───── Task material
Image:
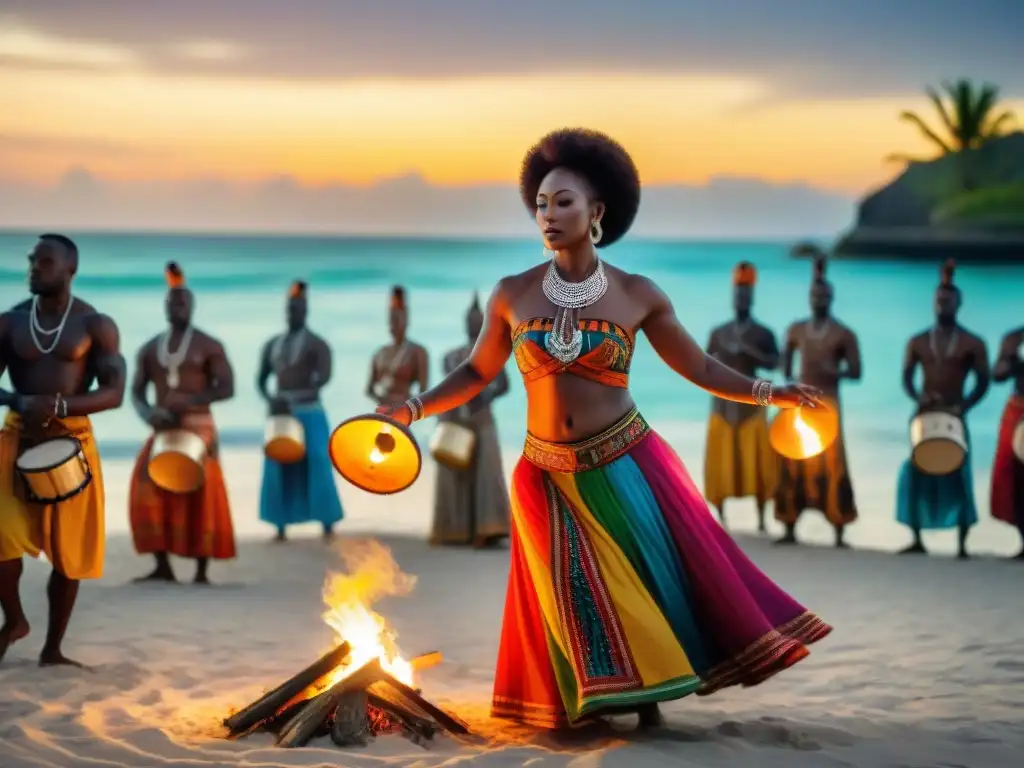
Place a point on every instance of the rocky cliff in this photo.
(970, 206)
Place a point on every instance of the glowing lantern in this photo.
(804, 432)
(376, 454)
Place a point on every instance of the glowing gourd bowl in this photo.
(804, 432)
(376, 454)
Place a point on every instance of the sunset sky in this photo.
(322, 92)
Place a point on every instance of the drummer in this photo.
──────────
Direction: Copy the lines above word for word, leaving out any pictures.

Written solution:
Image:
Place a point on every instance of the rocky cliff in this photo.
(970, 206)
Place a point on every instance of the glowing lantern in this photo.
(804, 432)
(376, 454)
Place a point on every instance of the glowing gourd bowl in this photo.
(804, 432)
(376, 454)
Place a point on every instance of the sunset sky in this photo.
(322, 92)
Place a point on every instance of the drummer in this photo.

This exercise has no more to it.